The task
Write out the whole listing again, exactly as given.

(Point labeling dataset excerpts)
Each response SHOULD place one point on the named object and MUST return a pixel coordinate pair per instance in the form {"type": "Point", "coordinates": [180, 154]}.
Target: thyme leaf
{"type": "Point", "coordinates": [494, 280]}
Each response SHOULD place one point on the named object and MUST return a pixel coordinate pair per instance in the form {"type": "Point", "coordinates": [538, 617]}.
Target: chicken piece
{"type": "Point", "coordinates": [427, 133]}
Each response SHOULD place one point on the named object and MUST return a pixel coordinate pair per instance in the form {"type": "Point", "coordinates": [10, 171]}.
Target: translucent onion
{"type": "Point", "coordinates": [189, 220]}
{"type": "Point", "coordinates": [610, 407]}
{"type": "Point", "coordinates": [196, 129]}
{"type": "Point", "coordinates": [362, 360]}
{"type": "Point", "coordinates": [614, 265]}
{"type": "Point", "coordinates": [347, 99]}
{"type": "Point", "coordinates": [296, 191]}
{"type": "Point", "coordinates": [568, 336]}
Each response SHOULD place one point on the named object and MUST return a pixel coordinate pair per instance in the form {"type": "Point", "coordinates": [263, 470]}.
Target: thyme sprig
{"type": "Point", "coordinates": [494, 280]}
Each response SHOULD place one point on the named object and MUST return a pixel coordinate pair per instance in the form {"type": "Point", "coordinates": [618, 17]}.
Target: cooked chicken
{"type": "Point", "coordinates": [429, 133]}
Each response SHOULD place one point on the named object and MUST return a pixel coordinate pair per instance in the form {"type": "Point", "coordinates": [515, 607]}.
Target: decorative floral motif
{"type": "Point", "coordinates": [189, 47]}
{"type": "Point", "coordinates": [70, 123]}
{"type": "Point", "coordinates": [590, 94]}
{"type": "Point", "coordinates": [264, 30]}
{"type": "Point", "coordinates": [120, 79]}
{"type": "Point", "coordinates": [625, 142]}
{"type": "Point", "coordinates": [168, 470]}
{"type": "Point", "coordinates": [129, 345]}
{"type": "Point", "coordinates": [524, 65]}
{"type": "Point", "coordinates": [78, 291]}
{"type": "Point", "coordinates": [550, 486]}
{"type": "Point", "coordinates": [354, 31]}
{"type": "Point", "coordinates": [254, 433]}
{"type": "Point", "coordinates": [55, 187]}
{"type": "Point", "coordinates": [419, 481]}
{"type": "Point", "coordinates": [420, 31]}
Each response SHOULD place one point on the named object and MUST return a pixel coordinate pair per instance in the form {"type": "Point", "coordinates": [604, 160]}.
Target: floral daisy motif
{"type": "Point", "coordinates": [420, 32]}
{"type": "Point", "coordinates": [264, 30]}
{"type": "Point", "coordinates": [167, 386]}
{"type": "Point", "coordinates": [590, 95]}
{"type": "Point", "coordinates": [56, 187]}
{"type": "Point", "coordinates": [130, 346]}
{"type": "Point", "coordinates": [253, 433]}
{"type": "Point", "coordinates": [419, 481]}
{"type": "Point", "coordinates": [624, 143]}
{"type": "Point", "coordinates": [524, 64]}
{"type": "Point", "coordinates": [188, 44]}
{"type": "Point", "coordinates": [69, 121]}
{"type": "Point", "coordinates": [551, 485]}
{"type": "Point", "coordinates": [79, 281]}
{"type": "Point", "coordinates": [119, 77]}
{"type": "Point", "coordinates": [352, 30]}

Solution for this problem
Each response SHOULD place one point on the named object and MUST return a pixel coordinate pair per instance in the form {"type": "Point", "coordinates": [180, 154]}.
Target: thyme leaf
{"type": "Point", "coordinates": [494, 280]}
Each response SHOULD place one point on the named object and MUST return a pixel coordinate pair per instance in the form {"type": "Point", "coordinates": [538, 617]}.
Target: chicken piece
{"type": "Point", "coordinates": [427, 133]}
Each response SHOULD place one point on the named object and MUST return a pixel coordinate pair per instance in the form {"type": "Point", "coordinates": [10, 171]}.
Target: translucent onion
{"type": "Point", "coordinates": [189, 220]}
{"type": "Point", "coordinates": [610, 407]}
{"type": "Point", "coordinates": [196, 129]}
{"type": "Point", "coordinates": [362, 360]}
{"type": "Point", "coordinates": [614, 265]}
{"type": "Point", "coordinates": [347, 99]}
{"type": "Point", "coordinates": [296, 191]}
{"type": "Point", "coordinates": [568, 336]}
Each response SHOULD place one point on the named object and MUST return a pixel coordinate pair per instance in the form {"type": "Point", "coordinates": [263, 470]}.
Target: thyme sprig
{"type": "Point", "coordinates": [494, 280]}
Each response SHOULD place one point on the named object and MUST return a pixel coordinate pair per instance in the form {"type": "Point", "coordinates": [618, 17]}.
Target: cooked chicken
{"type": "Point", "coordinates": [429, 133]}
Each response SHOULD place one point on the named object and MUST return a pixel coordinate pair per instance in the form {"type": "Point", "coordinates": [515, 607]}.
Target: decorative floral motif
{"type": "Point", "coordinates": [189, 47]}
{"type": "Point", "coordinates": [70, 123]}
{"type": "Point", "coordinates": [590, 94]}
{"type": "Point", "coordinates": [264, 30]}
{"type": "Point", "coordinates": [120, 79]}
{"type": "Point", "coordinates": [625, 142]}
{"type": "Point", "coordinates": [168, 470]}
{"type": "Point", "coordinates": [129, 345]}
{"type": "Point", "coordinates": [524, 65]}
{"type": "Point", "coordinates": [78, 291]}
{"type": "Point", "coordinates": [550, 486]}
{"type": "Point", "coordinates": [354, 31]}
{"type": "Point", "coordinates": [254, 433]}
{"type": "Point", "coordinates": [55, 187]}
{"type": "Point", "coordinates": [419, 481]}
{"type": "Point", "coordinates": [420, 31]}
Each response SHOULD place one point on the named object and MUST return a pixel coordinate pair per instance in the form {"type": "Point", "coordinates": [604, 160]}.
Target: floral daisy motif
{"type": "Point", "coordinates": [420, 32]}
{"type": "Point", "coordinates": [264, 30]}
{"type": "Point", "coordinates": [167, 386]}
{"type": "Point", "coordinates": [590, 95]}
{"type": "Point", "coordinates": [56, 187]}
{"type": "Point", "coordinates": [130, 346]}
{"type": "Point", "coordinates": [253, 433]}
{"type": "Point", "coordinates": [419, 481]}
{"type": "Point", "coordinates": [624, 143]}
{"type": "Point", "coordinates": [524, 64]}
{"type": "Point", "coordinates": [188, 44]}
{"type": "Point", "coordinates": [69, 121]}
{"type": "Point", "coordinates": [551, 485]}
{"type": "Point", "coordinates": [79, 281]}
{"type": "Point", "coordinates": [119, 77]}
{"type": "Point", "coordinates": [352, 30]}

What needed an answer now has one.